■ What is expected
Each line of the entries that contains the word "every" adds one. Reply with the resulting number only.

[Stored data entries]
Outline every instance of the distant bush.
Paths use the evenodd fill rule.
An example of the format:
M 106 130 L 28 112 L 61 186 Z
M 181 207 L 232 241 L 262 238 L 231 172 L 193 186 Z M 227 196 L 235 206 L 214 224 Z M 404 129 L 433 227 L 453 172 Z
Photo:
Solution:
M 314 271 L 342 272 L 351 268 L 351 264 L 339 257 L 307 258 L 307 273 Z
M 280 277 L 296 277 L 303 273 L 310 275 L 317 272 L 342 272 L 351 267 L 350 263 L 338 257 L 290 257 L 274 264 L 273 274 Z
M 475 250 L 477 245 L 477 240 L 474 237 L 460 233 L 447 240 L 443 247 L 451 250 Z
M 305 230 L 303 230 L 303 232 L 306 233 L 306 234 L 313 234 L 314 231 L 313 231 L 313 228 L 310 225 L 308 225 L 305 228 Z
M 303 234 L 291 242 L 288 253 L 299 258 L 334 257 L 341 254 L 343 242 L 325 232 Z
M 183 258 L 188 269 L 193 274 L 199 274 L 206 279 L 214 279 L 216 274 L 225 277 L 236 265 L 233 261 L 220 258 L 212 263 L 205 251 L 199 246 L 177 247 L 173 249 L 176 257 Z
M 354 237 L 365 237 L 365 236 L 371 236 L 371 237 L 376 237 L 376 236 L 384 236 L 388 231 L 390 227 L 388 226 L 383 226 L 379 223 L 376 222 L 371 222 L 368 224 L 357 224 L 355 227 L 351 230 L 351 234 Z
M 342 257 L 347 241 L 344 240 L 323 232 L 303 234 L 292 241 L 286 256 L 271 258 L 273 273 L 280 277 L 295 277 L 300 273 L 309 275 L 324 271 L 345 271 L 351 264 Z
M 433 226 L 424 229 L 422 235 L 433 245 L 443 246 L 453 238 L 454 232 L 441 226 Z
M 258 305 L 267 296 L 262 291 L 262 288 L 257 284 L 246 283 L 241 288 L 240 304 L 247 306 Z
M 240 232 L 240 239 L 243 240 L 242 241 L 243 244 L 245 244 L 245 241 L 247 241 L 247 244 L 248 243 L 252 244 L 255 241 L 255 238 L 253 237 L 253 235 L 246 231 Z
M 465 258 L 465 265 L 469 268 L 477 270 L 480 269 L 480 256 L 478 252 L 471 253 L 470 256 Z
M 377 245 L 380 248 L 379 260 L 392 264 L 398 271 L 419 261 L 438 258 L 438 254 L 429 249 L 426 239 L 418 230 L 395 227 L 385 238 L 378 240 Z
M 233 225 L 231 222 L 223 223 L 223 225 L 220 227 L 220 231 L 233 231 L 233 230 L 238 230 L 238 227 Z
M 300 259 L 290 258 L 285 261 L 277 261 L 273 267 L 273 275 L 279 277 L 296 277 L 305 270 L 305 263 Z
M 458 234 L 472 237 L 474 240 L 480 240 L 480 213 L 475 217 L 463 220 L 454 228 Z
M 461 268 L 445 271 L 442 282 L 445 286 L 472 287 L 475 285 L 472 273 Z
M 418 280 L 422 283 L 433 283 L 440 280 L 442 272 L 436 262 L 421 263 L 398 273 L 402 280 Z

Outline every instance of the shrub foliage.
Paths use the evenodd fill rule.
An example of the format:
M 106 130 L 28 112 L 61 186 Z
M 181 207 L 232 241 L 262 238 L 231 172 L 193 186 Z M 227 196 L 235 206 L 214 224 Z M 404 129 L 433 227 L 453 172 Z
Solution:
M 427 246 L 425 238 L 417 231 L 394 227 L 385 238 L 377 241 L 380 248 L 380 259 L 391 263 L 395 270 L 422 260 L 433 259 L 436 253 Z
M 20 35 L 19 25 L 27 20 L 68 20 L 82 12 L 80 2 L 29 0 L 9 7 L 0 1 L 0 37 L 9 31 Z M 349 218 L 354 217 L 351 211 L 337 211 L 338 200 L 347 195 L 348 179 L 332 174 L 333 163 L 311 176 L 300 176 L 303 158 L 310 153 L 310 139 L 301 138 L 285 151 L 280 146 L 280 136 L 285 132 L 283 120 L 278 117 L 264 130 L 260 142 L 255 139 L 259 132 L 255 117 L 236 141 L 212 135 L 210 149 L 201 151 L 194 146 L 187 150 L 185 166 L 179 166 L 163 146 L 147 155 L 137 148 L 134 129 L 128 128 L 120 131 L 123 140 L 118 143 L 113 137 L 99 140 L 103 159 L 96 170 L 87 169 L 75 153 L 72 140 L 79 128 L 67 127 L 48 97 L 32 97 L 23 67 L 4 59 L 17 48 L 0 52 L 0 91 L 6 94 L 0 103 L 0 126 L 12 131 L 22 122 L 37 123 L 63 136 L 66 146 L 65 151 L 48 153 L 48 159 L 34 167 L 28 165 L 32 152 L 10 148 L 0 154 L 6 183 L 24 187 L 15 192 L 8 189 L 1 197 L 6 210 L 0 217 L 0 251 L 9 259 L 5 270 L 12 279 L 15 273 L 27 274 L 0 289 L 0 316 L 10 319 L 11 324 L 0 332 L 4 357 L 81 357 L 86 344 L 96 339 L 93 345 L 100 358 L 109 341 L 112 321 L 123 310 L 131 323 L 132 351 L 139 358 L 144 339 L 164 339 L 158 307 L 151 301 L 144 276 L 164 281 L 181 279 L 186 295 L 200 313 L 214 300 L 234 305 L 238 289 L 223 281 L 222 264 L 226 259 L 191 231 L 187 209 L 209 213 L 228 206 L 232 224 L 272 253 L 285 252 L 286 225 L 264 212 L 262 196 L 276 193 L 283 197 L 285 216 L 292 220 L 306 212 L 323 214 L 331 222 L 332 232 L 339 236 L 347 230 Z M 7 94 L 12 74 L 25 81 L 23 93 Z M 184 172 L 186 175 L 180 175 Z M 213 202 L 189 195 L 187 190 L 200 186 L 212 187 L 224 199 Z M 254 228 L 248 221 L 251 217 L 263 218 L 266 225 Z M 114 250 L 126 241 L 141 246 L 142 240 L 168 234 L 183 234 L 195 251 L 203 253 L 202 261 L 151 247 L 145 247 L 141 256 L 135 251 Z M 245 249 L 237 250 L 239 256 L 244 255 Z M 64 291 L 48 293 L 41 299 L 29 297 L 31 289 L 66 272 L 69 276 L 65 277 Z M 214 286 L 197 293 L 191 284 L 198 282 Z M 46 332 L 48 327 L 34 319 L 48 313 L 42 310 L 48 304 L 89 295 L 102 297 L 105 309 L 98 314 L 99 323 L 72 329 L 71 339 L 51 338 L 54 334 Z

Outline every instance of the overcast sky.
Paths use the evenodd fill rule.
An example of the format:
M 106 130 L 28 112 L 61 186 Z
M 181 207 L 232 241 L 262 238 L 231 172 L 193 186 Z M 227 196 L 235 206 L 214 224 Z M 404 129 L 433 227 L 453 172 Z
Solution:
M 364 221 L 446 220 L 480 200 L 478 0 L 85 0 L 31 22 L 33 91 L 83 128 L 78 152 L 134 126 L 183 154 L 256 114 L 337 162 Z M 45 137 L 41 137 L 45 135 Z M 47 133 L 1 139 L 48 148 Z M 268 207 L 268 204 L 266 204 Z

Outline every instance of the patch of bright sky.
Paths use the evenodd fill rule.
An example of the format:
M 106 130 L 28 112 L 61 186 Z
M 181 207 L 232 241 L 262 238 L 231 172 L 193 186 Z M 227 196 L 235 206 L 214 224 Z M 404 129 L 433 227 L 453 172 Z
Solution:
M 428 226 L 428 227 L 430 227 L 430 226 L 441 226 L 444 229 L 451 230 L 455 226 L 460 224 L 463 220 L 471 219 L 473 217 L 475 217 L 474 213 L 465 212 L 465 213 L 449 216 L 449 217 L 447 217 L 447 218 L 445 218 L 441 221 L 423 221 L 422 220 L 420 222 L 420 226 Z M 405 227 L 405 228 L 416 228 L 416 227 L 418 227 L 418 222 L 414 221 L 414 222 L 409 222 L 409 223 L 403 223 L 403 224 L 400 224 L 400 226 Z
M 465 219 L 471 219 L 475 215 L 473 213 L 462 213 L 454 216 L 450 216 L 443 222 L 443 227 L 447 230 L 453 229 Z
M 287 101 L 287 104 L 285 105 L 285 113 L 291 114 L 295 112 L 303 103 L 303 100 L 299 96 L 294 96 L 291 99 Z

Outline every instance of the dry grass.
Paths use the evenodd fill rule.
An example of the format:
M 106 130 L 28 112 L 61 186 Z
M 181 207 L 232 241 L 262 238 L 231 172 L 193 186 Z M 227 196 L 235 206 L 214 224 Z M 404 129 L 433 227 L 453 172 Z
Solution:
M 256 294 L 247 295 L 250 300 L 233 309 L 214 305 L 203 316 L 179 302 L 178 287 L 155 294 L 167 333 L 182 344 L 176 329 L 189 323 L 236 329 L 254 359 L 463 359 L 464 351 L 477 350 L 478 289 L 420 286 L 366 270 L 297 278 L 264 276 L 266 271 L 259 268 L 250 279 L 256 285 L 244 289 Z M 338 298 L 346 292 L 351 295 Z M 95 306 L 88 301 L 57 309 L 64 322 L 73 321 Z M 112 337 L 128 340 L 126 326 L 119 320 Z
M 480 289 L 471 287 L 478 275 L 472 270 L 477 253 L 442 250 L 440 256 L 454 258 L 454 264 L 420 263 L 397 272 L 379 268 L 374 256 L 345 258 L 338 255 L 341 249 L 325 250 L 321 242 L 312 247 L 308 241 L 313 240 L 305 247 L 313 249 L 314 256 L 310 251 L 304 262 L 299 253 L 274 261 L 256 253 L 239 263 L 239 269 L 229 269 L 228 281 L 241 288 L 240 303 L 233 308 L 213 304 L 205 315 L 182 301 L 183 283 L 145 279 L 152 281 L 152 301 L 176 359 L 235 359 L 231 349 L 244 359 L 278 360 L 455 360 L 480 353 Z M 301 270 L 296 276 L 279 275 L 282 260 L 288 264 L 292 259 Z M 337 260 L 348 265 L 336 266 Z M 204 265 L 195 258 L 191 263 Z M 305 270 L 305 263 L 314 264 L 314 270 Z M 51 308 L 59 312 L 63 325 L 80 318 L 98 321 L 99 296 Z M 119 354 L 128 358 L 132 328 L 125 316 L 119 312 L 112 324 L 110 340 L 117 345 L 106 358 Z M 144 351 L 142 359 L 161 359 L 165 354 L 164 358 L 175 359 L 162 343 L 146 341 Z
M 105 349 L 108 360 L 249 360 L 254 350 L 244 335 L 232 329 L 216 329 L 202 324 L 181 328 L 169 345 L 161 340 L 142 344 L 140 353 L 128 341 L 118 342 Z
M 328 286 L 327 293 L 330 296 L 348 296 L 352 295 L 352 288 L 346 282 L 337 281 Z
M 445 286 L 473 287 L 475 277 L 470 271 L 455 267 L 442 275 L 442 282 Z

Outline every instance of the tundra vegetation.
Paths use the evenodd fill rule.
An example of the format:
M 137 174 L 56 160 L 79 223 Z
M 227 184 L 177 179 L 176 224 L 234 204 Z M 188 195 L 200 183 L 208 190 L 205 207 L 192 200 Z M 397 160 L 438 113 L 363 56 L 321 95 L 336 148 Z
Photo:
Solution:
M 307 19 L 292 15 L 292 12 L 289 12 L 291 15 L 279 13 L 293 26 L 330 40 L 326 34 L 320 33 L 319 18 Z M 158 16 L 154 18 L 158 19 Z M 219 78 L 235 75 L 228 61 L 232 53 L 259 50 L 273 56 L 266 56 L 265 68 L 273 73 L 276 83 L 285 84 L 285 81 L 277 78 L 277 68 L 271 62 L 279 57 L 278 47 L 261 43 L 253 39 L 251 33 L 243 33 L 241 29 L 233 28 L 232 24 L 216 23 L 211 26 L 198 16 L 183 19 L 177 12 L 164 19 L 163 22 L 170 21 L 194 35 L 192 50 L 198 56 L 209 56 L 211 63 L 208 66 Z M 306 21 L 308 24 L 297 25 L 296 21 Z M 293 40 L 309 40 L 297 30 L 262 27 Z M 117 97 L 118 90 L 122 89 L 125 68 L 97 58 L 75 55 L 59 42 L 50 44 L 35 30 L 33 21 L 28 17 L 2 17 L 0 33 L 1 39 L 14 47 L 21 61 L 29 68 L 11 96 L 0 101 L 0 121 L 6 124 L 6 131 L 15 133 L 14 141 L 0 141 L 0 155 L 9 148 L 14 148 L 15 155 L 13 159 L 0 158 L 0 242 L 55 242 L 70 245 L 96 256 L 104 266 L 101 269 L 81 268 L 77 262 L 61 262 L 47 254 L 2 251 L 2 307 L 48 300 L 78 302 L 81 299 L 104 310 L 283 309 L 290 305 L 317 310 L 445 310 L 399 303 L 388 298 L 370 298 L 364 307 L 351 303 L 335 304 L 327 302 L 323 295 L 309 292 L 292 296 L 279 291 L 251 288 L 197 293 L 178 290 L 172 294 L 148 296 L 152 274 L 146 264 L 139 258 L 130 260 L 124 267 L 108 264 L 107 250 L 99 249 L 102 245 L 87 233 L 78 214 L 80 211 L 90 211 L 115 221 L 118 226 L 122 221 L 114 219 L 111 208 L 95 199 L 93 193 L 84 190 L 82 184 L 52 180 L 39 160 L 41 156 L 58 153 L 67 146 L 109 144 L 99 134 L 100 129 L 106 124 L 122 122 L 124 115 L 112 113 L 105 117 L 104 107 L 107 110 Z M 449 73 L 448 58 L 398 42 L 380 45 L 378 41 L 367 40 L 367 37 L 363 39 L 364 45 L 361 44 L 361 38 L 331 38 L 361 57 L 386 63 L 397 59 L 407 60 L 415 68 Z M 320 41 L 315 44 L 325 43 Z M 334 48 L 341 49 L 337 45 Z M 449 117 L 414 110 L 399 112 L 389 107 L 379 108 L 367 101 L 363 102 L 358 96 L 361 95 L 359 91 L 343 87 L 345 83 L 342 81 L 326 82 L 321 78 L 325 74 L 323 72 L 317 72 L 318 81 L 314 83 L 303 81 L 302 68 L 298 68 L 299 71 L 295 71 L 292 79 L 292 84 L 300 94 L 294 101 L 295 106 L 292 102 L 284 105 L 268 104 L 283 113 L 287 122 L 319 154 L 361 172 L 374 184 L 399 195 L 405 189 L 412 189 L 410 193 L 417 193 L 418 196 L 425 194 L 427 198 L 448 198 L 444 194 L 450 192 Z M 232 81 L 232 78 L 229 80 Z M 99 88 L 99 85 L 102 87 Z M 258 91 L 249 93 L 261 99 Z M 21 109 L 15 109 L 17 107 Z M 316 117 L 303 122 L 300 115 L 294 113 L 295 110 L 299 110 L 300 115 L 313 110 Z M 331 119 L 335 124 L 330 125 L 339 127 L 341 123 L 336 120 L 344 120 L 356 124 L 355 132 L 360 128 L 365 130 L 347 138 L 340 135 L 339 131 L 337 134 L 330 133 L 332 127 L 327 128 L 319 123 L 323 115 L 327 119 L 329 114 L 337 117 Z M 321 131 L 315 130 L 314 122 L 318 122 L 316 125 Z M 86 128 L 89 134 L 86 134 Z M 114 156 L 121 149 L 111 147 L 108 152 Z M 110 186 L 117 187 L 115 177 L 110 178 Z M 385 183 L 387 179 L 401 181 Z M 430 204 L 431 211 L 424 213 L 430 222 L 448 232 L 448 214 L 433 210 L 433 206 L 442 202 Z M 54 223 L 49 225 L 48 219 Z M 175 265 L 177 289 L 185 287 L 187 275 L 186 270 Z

■ Your solution
6